Assigned task: Please print the entries exactly, omitting each image.

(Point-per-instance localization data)
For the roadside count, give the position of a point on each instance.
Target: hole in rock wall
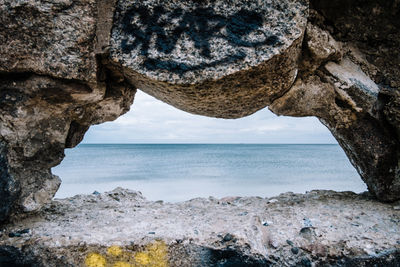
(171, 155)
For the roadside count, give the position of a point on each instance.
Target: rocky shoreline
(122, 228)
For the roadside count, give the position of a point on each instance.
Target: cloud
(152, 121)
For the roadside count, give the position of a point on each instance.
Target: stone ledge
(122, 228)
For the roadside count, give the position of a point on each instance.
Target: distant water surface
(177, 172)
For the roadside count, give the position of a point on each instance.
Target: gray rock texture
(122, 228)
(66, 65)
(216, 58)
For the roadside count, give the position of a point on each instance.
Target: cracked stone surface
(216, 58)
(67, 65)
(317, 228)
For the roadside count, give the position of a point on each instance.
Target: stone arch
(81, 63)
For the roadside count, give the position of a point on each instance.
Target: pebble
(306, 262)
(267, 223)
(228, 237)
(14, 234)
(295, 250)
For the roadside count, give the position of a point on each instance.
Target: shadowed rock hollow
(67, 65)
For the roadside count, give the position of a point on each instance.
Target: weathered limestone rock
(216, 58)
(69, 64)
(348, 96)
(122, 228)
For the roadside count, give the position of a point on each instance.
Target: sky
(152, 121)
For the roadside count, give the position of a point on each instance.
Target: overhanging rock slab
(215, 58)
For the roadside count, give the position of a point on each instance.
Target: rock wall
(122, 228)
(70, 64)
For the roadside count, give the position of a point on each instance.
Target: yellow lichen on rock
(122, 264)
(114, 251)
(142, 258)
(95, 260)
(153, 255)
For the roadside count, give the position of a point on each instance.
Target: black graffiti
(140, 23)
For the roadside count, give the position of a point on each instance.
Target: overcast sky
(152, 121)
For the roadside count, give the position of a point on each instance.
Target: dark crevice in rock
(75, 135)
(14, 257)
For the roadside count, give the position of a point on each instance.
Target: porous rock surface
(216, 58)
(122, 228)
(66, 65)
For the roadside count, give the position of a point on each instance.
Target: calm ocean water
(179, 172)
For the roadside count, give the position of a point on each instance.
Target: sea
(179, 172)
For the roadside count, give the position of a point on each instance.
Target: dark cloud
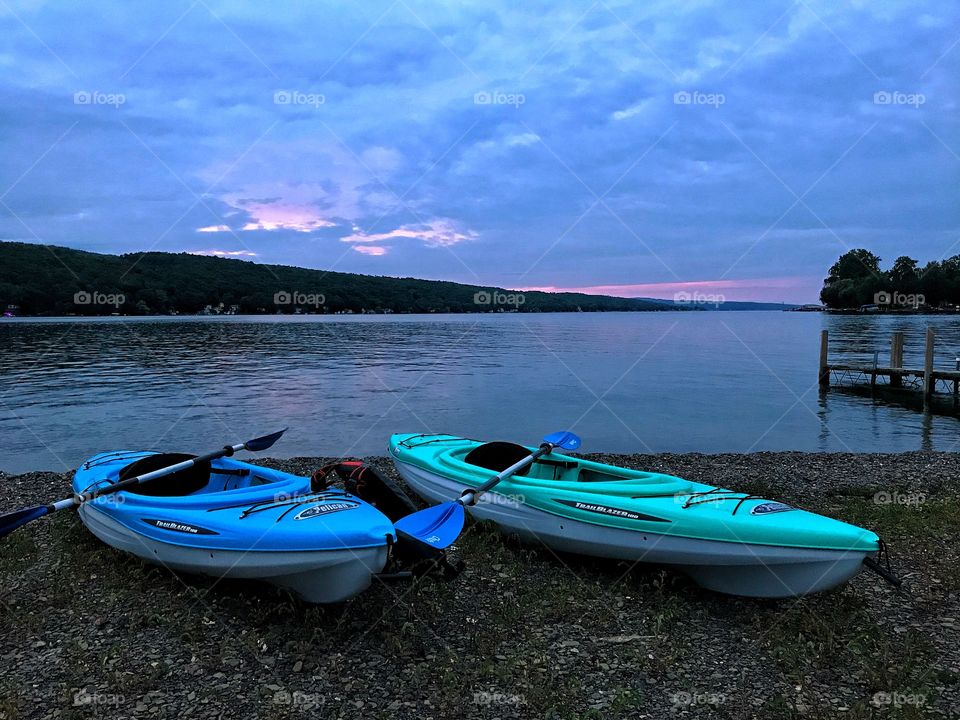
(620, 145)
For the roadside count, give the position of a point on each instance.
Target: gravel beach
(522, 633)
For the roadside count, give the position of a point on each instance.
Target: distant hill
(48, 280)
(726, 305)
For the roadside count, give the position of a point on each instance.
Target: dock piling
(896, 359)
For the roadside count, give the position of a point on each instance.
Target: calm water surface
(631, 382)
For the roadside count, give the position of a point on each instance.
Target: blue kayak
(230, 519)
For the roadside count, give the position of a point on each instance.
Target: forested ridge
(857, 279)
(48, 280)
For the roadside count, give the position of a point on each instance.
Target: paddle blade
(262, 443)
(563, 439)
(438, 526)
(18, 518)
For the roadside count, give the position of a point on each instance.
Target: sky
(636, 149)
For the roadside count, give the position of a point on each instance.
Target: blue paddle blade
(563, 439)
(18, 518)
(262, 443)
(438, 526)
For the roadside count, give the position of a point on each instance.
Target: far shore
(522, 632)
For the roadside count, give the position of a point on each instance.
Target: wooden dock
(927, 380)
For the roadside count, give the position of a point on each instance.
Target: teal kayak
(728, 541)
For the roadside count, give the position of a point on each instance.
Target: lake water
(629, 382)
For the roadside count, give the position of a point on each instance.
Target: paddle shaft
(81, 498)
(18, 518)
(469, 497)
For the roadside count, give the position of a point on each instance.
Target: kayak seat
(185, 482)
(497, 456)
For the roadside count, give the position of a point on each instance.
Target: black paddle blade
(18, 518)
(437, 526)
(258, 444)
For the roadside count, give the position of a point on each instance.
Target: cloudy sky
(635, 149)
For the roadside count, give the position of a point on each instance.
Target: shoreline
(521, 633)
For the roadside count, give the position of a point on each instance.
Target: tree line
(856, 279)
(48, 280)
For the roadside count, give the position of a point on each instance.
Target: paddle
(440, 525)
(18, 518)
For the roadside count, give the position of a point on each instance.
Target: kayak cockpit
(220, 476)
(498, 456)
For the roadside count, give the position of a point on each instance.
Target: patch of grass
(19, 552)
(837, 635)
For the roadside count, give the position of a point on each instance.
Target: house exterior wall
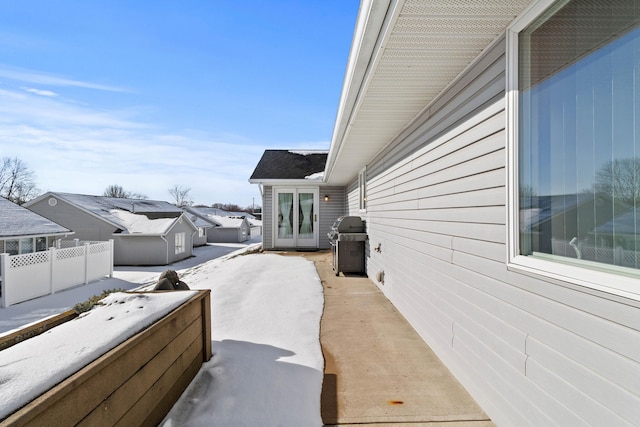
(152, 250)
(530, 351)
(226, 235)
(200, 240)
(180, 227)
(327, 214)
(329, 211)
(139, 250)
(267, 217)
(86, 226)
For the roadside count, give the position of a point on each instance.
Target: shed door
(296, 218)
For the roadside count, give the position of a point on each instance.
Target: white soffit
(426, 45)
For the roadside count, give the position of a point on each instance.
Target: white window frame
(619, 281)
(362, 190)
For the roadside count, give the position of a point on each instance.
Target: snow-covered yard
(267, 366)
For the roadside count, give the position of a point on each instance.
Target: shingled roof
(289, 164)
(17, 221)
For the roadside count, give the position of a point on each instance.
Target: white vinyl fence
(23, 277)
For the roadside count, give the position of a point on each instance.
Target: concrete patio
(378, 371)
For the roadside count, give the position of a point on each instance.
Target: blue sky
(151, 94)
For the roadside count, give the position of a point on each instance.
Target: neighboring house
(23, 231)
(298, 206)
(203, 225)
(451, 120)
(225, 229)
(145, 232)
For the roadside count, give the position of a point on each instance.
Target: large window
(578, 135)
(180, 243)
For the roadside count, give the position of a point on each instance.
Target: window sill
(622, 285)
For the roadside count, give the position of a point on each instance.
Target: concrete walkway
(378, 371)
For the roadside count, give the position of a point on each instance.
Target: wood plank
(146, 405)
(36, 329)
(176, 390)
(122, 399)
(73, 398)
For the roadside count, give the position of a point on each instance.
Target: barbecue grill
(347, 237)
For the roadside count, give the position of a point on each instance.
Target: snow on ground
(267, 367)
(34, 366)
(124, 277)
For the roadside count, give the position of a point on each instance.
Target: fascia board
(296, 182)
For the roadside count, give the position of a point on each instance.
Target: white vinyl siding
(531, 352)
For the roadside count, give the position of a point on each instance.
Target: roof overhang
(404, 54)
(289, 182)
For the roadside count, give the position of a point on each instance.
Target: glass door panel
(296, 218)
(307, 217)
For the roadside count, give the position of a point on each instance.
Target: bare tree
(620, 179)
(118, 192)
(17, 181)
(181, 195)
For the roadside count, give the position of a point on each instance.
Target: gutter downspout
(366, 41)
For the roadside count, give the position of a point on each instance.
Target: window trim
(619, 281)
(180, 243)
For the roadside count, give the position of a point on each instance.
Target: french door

Output for this task:
For the roadside count, give the position of a point on each instance.
Target: hole in rock wall
(171, 155)
For the roadside count, give the position of a point on each instance.
Target: rocky shoreline
(122, 228)
For the roadside count, give the position of a point on each instance.
Target: cloud
(152, 121)
For the roadside count, give the position of a point on each instance.
Target: stone ledge
(122, 228)
For the roadside count, give the position of a point on each instance.
Target: distant water surface
(177, 172)
For the roadside count, give the position of a point on each instance.
Target: gray rock texture
(122, 228)
(66, 65)
(216, 58)
For the roadside count, give the position of a point on each instance.
Target: cracked stone surface
(216, 58)
(67, 65)
(317, 228)
For the roadside count, give the position of a point on each instance.
Target: stone arch
(81, 63)
For the roadside count, give the position of a point on each instance.
Target: pebble
(306, 262)
(267, 223)
(228, 237)
(14, 234)
(295, 250)
For the roadside count, give the position of a point on each instance.
Target: shadowed rock hollow
(67, 65)
For the roadside count, give the position of a point on each instance.
Target: weathered limestone rock
(216, 58)
(69, 64)
(348, 96)
(122, 228)
For the roadside count, give the position of a point on each instance.
Target: sky
(152, 121)
For the roadside count, give the position of a point on each instance.
Target: overhanging rock slab
(215, 58)
For the roadside count, give the position of a point on each instance.
Target: rock wall
(122, 228)
(70, 64)
For the roadside count, give the position of a point on each instance.
Target: yellow lichen on rock
(122, 264)
(114, 251)
(142, 258)
(95, 260)
(153, 255)
For the roadside count, give the position of a point on each instance.
Target: black graffiti
(140, 23)
For the roadside count, give the position of a point on each instance.
Target: overcast sky
(152, 121)
For the roadside count, give the position of a point on each instance.
Target: dark crevice in rock
(75, 135)
(14, 257)
For the roadside count, give the position of a point on each instance.
Target: porous rock surface
(216, 58)
(122, 228)
(66, 65)
For the roadside count, give the position of a point on each instance.
Target: calm ocean water
(179, 172)
For the roadside count, give the position of a point on each instance.
Target: sea
(179, 172)
For the roadside count, give the position of a point on each instance.
Target: dark cloud
(620, 145)
For the roadside count, give the position of a point on each instance.
Target: gravel beach
(522, 633)
For the roadside count, give the position of a point on each instance.
Target: distant hill
(48, 280)
(726, 305)
For the roadside count, give the position of a point on each instance.
Target: dock piling
(896, 359)
For the roadside count, give the position of a point on each instance.
Target: calm water surface
(631, 382)
For the roadside count, give the position of a point on each instance.
Target: blue kayak
(230, 519)
For the roadside count, give the position of a point on each instance.
Target: forested ridge
(857, 279)
(48, 280)
For the roadside count, give the position of a point on each instance.
Target: paddle blade
(262, 443)
(563, 439)
(438, 526)
(18, 518)
For the roadside count, give the position of a point on each instance.
Target: sky
(636, 149)
For the roadside count, give the position of a point on each instance.
Target: blue paddle blade
(563, 439)
(18, 518)
(262, 443)
(438, 526)
For the roadside count, give the position of a point on each instance.
Target: far shore
(522, 632)
For the roadside count, give the position of a point on each instance.
Target: wooden dock
(927, 380)
For the roadside count, give the position of a point on each instance.
Target: teal kayak
(728, 541)
For the roadside count, give the position of a point on each instance.
Target: lake water
(629, 382)
For the roadside count, give the position of a point on each instance.
Target: paddle shaft
(81, 498)
(18, 518)
(469, 497)
For the roadside count, give the position of a point on each instance.
Target: kayak seat
(185, 482)
(497, 456)
For the roadside count, give the position of a point on each instance.
Target: black paddle blade
(18, 518)
(437, 526)
(258, 444)
For the roadside count, give the position of a point on each instance.
Target: cloudy sky
(635, 149)
For the roadside count, give the position of a point on each instance.
Target: shoreline
(521, 633)
For the roadside count, give the position of a point on each instance.
Target: tree line
(856, 279)
(48, 280)
For the roadside count, give the position of a point on each instance.
Target: paddle
(440, 525)
(18, 518)
For the roadside count, give the position of a point on each instance.
Target: kayak cockpit
(220, 476)
(498, 456)
For the roadside count, give the position of a point on each instance.
Target: patch of grass
(19, 552)
(837, 635)
For the roadside count, give the position of a point on each instance.
Target: house exterior wall
(152, 250)
(530, 351)
(226, 235)
(200, 240)
(180, 227)
(327, 214)
(329, 211)
(139, 250)
(267, 217)
(86, 226)
For the roadside count, give the position of a point on each instance.
Target: shed door
(296, 218)
For the roadside count, give the position of a point on each instance.
Target: white soffit
(426, 45)
For the roadside count, give the position of a point on each instance.
Target: white window frame
(619, 281)
(362, 190)
For the roadside count, give the position of a point on each instance.
Target: snow-covered yard
(267, 366)
For the roadside count, give the position of a point on each instance.
Target: shingled roof
(289, 164)
(17, 221)
For the roadside count, give the position of a point on each instance.
Target: white vinyl fence
(23, 277)
For the roadside count, give the position of a point on each instance.
Target: concrete patio
(378, 371)
For the roadside count, give the position of a point on each instance.
Target: blue sky
(151, 94)
For the roadside count, give the position of a point on each instance.
Target: neighboring house
(23, 231)
(298, 206)
(203, 225)
(451, 120)
(225, 229)
(145, 232)
For the roadside count, give the position of a point on each instance.
Target: large window
(578, 135)
(180, 243)
For the roadside count, give the position of a point on each instance.
Target: window sill
(622, 285)
For the roadside count, give the position of a point on each instance.
Target: concrete walkway
(378, 371)
For the roadside count, give the position of a point on each instance.
Target: wood plank
(146, 405)
(36, 329)
(176, 390)
(122, 399)
(73, 398)
For the roadside count, give the position of a point on each instance.
Target: barbecue grill
(347, 237)
For the roadside count, give the position of a point on each instance.
Target: snow on ground
(267, 367)
(34, 366)
(124, 277)
For the roadside count, give the position of a point on each instance.
Target: fascia board
(296, 182)
For the roadside count, give the position of a point on each instance.
Target: white vinyl siding
(531, 352)
For the roadside count, give the position of a point on each instance.
Target: roof overhang
(404, 54)
(289, 182)
For the roadside count, give the position of a point on each instance.
Target: glass door panel
(296, 218)
(307, 217)
For the roadside count, give the position of a point on each instance.
Target: bare tree
(620, 179)
(118, 192)
(17, 181)
(181, 195)
For the roadside count, give the position of a point on each instance.
Target: gutter downspout
(366, 41)
For the roadside count, give the position of a point on each instance.
Target: window trim
(619, 281)
(180, 243)
For the roadside count, give the position of a point on each instance.
Target: french door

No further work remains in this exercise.